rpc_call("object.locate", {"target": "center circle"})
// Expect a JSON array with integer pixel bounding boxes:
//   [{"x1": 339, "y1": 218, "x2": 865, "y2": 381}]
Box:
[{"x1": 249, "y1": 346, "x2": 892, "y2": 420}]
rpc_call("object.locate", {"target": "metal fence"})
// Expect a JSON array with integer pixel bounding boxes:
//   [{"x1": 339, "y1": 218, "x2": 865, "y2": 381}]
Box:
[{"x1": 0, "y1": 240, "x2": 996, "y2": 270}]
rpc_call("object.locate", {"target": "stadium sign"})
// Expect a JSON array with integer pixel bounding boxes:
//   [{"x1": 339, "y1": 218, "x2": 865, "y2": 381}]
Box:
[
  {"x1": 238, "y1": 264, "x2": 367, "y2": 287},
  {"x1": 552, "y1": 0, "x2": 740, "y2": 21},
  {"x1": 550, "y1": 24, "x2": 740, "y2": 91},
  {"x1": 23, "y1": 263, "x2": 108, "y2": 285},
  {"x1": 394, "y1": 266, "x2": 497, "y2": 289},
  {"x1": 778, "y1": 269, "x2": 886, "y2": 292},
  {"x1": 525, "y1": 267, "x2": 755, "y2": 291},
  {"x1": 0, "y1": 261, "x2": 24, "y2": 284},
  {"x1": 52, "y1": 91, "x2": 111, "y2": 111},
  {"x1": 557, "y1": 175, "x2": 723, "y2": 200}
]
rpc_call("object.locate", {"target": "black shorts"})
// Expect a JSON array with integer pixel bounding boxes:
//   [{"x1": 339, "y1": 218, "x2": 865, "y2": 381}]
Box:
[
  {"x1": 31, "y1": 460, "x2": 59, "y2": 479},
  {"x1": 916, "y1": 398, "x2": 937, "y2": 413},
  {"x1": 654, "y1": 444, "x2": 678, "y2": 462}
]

========

[Direction]: Retype every record above exactly as it appears.

[Response]:
rpc_call("object.locate", {"target": "center circle"})
// Expect a JSON array with integer pixel bounding boxes:
//   [{"x1": 339, "y1": 218, "x2": 865, "y2": 381}]
Box:
[{"x1": 249, "y1": 346, "x2": 892, "y2": 420}]
rpc_call("object.locate", {"target": "metal fence"})
// Expect a JSON array with integer pixel bounding boxes:
//   [{"x1": 339, "y1": 218, "x2": 865, "y2": 381}]
Box:
[{"x1": 0, "y1": 240, "x2": 996, "y2": 270}]
rpc_call("object.locate", {"target": "stadium sign"})
// Expect a JSON array with integer pixel bounding boxes:
//   [{"x1": 339, "y1": 218, "x2": 865, "y2": 381}]
Box:
[
  {"x1": 238, "y1": 264, "x2": 367, "y2": 287},
  {"x1": 552, "y1": 0, "x2": 740, "y2": 21},
  {"x1": 550, "y1": 24, "x2": 740, "y2": 91},
  {"x1": 23, "y1": 263, "x2": 108, "y2": 285},
  {"x1": 394, "y1": 266, "x2": 497, "y2": 289},
  {"x1": 778, "y1": 269, "x2": 886, "y2": 292},
  {"x1": 525, "y1": 267, "x2": 755, "y2": 291},
  {"x1": 0, "y1": 261, "x2": 24, "y2": 284},
  {"x1": 52, "y1": 91, "x2": 111, "y2": 111},
  {"x1": 557, "y1": 175, "x2": 723, "y2": 200}
]
rpc_call("object.locate", {"target": "black shorts"})
// Expect a JSON array with integer pixel bounding boxes:
//   [{"x1": 339, "y1": 218, "x2": 865, "y2": 381}]
Box:
[
  {"x1": 31, "y1": 460, "x2": 59, "y2": 479},
  {"x1": 916, "y1": 398, "x2": 937, "y2": 413},
  {"x1": 654, "y1": 444, "x2": 678, "y2": 462}
]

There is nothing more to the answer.